---------- EXTRAIT CITÉ ----------

Mercredi 12 Novembre 2025
Franck Chaumès (Umih), Gabriel Picard (FEVS), Jean-Pierre Cointreau (Maison des Vins & Spiritueux), et Guillaume Girard-Reydet (FFS) ©F.Hermine
Auteur
Date
10.11.2025
Partager
Après que le projet de loi de financement de la Sécurité sociale (PLFSS) pour 2026 a été débattu ce week-end à l’Assemblée nationale, la filière française des vins et spiritueux, appuyée par l’Umih (Union des Métiers et des Industries de l'Hôtellerie), pousse un « ouf » de soulagement. Elle dénonçait la semaine dernière une « surenchère fiscale » susceptible de mettre à genoux un secteur déjà en grande difficulté et s'inquiétait sur le dépôt d'une série d’amendements jugés « alarmants » et « déconnectés de la réalité économique ». Pour l'instant, plus de peur que de mal.
Seul l'amendement sur la taxation des prémix a été voté ce week-end à l'Assemblée Nationale. Au total, c'étaient près d’une vingtaine de propositions qui avaient été déposées dans le cadre du PLFSS : déplafonnement de la hausse annuelle des accises sur l’alcool, extension de la cotisation « Sécurité sociale » à l’ensemble des boissons alcoolisées, taxe de 3 % sur les dépenses publicitaires liées à la promotion des alcools, création d’un prix minimum de vente fixé à 0,60 € par centilitre d’alcool pur, ou encore taxation spécifique des boissons dites « prémix ». Plusieurs de ces mesures, soutenues notamment par des associations de prévention comme France Addictions, visaient officiellement à renforcer les dispositifs de santé publique, notamment vis-à-vis des jeunes consommateurs. Mais pour la filière, elles constituent un empilement de contraintes fiscales sans vision globale.
Réunis jeudi dernier au sein de la Maison des Vins & Spiritueux, la Fédération des Exportateurs de Vins et Spiritueux (FEVS), la Fédération Française des Spiritueux (FFS), la Fédération Française des Vins d’Apéritif (FFVA) et l’Union des Maisons et Marques de Vin (UMVIN) ont tenu à alerter l’opinion publique. « Indexer les taxes sur l’inflation, c’est installer une hausse automatique et mécanique, totalement déconnectée de la réalité économique », dénonçait Jean-Pierre Cointreau, président de la Maison des Vins & Spiritueux. « Nos établissements sortent d’années très difficiles : énergie, matières premières, loyers, salaires… chaque poste a explosé. Quelques centimes de plus sur un verre ou une bouteille peuvent faire la différence entre survie et fermeture. » Les professionnels rappellent qu’une bouteille de spiritueux à 40° vendue 18 € en grande surface est déjà constituée à 72 % de taxes, soit plus de 13 € revenant directement à l’État. « Nous sommes déjà parmi les plus taxés d’Europe, et pourtant, ces politiques ne réduisent pas la consommation nocive », rappelle Guillaume Girard-Reydet (FFVA) en citant les exemples de l'Ecosse, du Portugal ou de la Belgique où « ces dispositifs n’ont pas fait baisser la consommation mais ont fragilisé les cafés, hôtels et restaurants et encouragé le commerce transfrontalier ».

----------

§ SÉRIE DE TÂCHES
1. D'après l'extrait cité, quelle part de taxes représente le prix d'une bouteille de spiritueux à 40° vendue 18 € en grande surface ?
2. Énumérez les organisations qui, selon l'extrait cité, se sont réunies jeudi dernier au sein de la Maison des Vins & Spiritueux.
Le listing n'intervient pas dans ce travail.

---------- DONNÉES DISPONIBLES ----------

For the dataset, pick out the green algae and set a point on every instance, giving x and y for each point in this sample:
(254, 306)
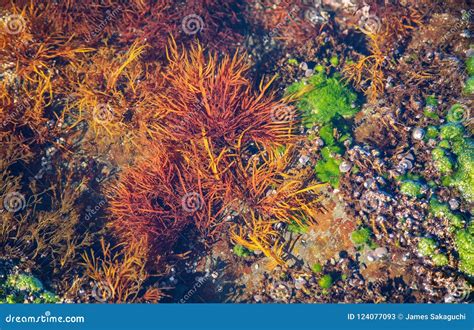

----------

§ RÉPONSES AUX TÂCHES
1. 72 % de taxes, soit plus de 13 € revenant directement à l'État.

2.
- Fédération des Exportateurs de Vins et Spiritueux (FEVS)
- Fédération Française des Spiritueux (FFS)
- Fédération Française des Vins d'Apéritif (FFVA)
- Union des Maisons et Marques de Vin (UMVIN)